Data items
================

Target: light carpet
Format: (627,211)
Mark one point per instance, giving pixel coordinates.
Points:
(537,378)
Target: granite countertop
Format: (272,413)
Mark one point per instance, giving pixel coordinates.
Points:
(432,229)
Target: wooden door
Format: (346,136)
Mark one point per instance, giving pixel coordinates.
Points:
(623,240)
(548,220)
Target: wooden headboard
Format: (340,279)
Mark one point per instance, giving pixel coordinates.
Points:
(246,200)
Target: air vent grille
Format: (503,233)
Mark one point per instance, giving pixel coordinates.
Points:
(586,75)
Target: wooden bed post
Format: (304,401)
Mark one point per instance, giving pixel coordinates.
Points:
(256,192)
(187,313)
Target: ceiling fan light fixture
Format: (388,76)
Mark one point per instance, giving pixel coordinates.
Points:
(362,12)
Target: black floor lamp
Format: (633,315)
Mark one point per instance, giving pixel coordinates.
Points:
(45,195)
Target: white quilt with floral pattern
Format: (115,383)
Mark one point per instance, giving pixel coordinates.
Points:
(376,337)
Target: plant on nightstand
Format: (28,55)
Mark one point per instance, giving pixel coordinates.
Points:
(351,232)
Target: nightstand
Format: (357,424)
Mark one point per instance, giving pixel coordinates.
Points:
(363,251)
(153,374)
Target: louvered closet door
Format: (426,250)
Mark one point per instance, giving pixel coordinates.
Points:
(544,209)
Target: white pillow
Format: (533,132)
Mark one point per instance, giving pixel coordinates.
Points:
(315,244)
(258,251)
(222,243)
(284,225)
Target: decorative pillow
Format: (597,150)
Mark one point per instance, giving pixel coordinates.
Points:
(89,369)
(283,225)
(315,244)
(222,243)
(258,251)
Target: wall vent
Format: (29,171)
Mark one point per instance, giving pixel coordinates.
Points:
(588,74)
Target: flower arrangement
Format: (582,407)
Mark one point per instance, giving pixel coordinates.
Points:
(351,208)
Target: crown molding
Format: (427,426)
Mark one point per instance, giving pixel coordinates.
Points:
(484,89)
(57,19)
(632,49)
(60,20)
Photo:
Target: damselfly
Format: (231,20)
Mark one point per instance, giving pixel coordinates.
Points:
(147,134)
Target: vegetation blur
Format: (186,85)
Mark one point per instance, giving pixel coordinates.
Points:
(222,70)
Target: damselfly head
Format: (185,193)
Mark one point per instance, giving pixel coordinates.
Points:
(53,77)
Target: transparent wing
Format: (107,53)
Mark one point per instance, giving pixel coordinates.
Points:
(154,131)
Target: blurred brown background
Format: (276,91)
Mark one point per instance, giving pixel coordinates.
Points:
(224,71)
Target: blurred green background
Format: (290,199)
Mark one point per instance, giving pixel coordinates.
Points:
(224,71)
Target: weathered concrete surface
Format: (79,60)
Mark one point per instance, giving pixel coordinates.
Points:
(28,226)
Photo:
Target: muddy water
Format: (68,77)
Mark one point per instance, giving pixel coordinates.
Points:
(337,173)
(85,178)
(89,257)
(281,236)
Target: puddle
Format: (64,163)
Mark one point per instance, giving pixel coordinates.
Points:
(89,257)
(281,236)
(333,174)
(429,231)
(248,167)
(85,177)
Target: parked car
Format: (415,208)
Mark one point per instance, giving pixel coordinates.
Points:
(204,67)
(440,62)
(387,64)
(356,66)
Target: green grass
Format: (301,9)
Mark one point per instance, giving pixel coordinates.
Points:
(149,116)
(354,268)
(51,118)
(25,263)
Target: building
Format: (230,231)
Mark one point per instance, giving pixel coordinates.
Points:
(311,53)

================

> _EXERCISE DETAILS_
Please rewrite the records as a numbered list, beginning with the line that contains "Target: parked car" and continuing through the end of the records, with any blank lines left out.

> _COMPLETE RESPONSE_
1. Target: parked car
2. Format: (415,208)
3. Mark one point per instance, giving pixel coordinates.
4. Points:
5. (204,67)
6. (440,62)
7. (387,64)
8. (356,66)
9. Target: green grass
10. Format: (301,9)
11. Mark one point per instance, giving pixel coordinates.
12. Points:
13. (149,116)
14. (354,268)
15. (51,118)
16. (25,263)
17. Target: building
18. Format: (230,231)
19. Mark one point per instance, giving pixel coordinates.
20. Points:
21. (311,53)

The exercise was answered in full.